EXERCISE AIM: Copy out, word for word, the lines in the entries below from the line containing "net frame, written" through the end of the entries, including both of those lines.
Start of PROVIDED RECORDS
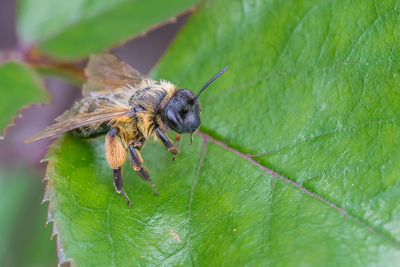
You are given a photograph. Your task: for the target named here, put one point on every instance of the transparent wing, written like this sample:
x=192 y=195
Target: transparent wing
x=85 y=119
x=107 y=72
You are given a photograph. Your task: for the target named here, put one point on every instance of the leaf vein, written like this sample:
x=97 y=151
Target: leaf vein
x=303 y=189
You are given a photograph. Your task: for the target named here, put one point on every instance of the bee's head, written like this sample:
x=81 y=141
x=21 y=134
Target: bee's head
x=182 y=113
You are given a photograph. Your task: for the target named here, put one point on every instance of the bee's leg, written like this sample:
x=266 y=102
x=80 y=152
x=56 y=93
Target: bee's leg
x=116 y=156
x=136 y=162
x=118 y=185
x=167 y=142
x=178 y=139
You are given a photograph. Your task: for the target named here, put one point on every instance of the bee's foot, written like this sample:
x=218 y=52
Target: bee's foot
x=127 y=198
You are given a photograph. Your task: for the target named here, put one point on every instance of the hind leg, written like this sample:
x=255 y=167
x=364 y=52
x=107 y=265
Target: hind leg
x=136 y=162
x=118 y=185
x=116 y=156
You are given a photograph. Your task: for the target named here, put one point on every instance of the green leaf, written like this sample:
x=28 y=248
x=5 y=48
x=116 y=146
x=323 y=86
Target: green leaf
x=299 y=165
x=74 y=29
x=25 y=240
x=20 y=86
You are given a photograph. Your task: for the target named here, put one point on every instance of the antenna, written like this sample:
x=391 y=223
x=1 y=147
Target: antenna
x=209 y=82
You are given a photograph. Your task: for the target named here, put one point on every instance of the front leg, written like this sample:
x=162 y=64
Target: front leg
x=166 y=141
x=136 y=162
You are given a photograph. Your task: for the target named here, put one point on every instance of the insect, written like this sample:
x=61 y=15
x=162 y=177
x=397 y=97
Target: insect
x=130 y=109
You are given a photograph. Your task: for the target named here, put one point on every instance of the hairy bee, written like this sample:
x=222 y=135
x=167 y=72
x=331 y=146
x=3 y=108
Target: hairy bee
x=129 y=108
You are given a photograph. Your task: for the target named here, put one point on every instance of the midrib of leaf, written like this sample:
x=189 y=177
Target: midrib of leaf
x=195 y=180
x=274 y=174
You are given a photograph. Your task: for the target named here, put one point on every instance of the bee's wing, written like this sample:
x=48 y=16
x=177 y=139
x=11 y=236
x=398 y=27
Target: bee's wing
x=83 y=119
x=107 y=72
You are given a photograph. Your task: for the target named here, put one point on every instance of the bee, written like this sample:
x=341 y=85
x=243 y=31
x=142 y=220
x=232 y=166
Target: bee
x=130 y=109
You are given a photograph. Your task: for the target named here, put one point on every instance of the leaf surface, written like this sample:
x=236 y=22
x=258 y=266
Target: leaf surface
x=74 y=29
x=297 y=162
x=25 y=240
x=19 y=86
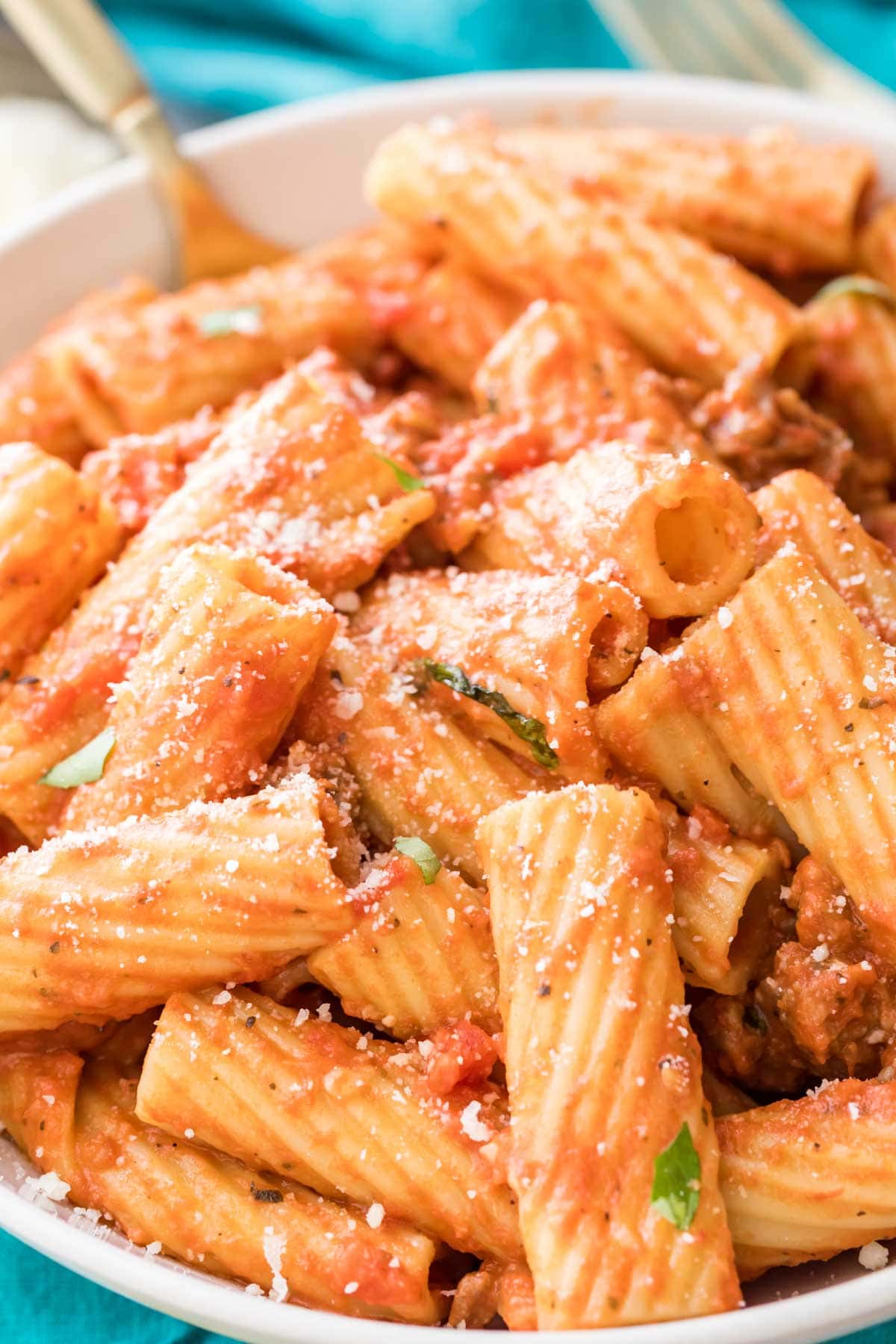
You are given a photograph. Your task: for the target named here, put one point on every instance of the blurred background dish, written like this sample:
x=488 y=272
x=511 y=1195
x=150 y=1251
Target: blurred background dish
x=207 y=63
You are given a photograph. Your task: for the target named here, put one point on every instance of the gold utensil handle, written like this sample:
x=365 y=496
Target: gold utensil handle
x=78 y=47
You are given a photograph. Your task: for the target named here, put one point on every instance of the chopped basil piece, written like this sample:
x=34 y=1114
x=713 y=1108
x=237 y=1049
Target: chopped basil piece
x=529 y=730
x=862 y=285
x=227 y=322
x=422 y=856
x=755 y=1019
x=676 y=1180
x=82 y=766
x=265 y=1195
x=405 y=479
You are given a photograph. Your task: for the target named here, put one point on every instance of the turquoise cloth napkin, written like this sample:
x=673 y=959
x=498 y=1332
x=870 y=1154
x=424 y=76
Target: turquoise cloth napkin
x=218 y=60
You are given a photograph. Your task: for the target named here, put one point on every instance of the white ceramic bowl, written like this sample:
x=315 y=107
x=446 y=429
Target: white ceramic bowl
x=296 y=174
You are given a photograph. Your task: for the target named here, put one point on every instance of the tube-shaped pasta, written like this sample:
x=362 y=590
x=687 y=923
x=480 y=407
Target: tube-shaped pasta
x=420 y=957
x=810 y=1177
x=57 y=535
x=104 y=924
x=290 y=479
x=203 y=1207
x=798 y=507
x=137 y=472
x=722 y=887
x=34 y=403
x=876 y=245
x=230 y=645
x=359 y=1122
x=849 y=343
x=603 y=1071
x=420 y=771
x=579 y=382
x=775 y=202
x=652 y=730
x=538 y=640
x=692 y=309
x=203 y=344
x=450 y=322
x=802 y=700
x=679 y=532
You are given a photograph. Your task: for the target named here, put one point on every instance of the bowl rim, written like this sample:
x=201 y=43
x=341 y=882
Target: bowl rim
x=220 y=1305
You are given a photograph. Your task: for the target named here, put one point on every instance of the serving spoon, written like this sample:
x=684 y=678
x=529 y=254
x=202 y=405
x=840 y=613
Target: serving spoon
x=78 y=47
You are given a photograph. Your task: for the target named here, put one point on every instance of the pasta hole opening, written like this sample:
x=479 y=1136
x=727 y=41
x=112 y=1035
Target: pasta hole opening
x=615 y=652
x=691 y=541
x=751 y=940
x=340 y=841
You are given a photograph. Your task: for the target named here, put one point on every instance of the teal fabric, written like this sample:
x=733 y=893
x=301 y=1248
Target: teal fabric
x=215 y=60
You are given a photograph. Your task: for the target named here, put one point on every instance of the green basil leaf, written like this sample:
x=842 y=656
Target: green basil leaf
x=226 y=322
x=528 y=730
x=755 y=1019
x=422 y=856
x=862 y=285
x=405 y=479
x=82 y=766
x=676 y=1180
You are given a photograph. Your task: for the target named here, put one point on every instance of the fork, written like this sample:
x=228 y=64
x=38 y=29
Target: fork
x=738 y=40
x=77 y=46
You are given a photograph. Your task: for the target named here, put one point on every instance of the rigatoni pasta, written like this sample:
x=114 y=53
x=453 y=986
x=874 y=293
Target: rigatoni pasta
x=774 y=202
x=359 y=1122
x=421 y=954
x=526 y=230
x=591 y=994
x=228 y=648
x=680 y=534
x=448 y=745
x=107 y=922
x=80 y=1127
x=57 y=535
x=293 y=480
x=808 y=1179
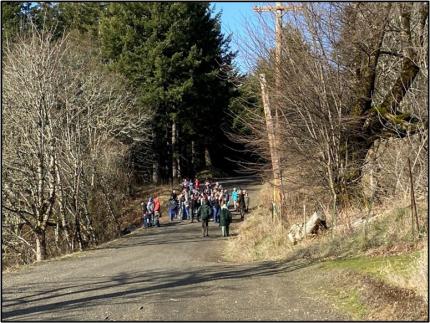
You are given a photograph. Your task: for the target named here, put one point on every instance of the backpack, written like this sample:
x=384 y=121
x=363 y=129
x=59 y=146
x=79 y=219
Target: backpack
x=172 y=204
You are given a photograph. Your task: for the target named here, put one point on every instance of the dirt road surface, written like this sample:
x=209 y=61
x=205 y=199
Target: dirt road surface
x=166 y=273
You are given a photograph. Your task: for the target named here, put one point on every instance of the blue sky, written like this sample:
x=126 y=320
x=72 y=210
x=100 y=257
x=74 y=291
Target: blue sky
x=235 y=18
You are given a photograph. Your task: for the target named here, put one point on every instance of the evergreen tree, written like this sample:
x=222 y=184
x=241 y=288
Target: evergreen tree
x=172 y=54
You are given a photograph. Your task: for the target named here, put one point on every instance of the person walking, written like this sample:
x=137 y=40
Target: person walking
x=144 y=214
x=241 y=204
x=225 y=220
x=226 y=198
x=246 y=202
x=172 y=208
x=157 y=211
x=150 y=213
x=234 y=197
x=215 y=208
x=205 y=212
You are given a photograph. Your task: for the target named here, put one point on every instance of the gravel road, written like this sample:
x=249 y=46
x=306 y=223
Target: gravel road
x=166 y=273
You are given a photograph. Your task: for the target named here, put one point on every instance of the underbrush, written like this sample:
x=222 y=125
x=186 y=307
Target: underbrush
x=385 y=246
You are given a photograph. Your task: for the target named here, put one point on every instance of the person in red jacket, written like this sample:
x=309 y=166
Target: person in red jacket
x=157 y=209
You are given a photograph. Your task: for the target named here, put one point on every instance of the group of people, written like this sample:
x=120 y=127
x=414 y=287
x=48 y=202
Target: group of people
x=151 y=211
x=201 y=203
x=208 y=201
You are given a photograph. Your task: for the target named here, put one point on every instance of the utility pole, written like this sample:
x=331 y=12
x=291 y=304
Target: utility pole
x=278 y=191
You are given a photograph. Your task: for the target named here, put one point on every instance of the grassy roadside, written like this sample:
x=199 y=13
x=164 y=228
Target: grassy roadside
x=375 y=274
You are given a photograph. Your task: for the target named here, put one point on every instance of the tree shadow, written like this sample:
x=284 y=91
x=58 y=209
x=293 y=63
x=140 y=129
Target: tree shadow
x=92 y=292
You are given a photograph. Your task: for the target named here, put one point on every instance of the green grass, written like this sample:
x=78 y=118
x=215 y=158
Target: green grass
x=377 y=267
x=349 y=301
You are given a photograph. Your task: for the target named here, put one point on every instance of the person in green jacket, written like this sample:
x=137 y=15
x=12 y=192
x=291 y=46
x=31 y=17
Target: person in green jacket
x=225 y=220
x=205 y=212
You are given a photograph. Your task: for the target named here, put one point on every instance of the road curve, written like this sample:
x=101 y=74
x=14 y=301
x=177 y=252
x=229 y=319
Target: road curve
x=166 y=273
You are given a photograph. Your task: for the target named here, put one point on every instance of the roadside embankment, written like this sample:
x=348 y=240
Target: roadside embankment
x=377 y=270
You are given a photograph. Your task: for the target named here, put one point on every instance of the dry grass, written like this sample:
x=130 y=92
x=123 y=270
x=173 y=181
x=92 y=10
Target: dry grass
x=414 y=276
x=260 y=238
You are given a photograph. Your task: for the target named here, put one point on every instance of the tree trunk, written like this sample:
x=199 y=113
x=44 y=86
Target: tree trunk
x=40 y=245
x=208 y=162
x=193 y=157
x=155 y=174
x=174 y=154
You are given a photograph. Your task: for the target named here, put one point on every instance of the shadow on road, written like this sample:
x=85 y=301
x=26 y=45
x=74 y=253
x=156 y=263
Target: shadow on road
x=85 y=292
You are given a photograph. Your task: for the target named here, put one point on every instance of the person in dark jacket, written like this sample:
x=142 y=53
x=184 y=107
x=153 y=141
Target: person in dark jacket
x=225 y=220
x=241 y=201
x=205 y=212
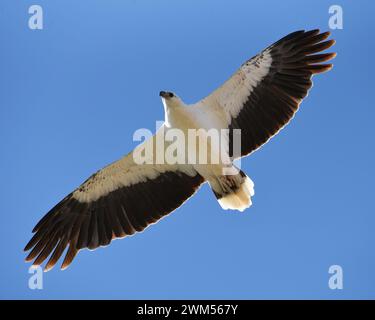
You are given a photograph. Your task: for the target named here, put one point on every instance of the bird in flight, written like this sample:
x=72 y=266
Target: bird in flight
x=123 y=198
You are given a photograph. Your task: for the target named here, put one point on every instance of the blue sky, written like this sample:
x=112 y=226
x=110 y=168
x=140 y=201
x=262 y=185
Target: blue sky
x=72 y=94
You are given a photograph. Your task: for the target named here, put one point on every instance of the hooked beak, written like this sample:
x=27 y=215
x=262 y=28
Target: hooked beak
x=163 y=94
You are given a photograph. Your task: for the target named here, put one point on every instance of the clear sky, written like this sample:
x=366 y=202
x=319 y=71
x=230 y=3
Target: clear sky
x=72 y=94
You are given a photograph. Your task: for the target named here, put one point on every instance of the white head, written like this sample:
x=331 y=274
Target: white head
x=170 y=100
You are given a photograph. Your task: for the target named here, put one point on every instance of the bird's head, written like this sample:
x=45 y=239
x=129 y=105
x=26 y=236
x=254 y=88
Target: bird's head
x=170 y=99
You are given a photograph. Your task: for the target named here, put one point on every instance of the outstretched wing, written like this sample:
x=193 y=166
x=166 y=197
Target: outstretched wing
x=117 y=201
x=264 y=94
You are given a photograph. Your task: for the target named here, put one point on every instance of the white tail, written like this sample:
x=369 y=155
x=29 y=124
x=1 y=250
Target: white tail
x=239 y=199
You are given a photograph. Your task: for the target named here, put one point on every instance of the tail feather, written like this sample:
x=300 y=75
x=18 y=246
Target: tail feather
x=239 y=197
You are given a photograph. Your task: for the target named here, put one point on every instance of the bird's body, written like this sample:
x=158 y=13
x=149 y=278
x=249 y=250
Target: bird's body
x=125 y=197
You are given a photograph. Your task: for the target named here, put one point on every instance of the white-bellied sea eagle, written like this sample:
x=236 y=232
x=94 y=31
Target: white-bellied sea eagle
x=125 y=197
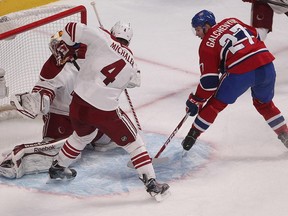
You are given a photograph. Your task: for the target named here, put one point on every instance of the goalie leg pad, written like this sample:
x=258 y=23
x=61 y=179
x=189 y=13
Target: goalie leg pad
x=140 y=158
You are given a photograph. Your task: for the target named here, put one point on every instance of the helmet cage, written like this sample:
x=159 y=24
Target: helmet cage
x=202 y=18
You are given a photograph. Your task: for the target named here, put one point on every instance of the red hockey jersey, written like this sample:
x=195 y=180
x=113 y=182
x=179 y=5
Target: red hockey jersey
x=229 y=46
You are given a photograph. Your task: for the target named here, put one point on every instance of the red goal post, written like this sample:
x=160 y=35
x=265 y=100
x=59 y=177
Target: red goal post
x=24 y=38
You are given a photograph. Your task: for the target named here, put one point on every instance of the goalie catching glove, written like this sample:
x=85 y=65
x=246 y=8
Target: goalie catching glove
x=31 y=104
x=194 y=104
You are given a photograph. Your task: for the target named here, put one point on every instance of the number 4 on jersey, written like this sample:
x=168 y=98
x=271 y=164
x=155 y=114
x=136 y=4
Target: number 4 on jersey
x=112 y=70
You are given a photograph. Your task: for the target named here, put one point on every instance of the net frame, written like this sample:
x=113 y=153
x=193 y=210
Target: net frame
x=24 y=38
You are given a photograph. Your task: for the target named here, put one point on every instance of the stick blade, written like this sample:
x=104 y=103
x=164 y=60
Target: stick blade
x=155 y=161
End of PROVIDED RECORDS
ANSWER FOR THIS EXERCISE:
You are given a photograph. Your task: for the target named here, put one point on every instance of the net frame, written like this sample:
x=113 y=153
x=193 y=210
Target: net frame
x=24 y=38
You are given a photograph. Your task: for the target named here, put one point on every instance of the stick blade, written like this sample:
x=104 y=103
x=164 y=60
Target: stick blade
x=155 y=161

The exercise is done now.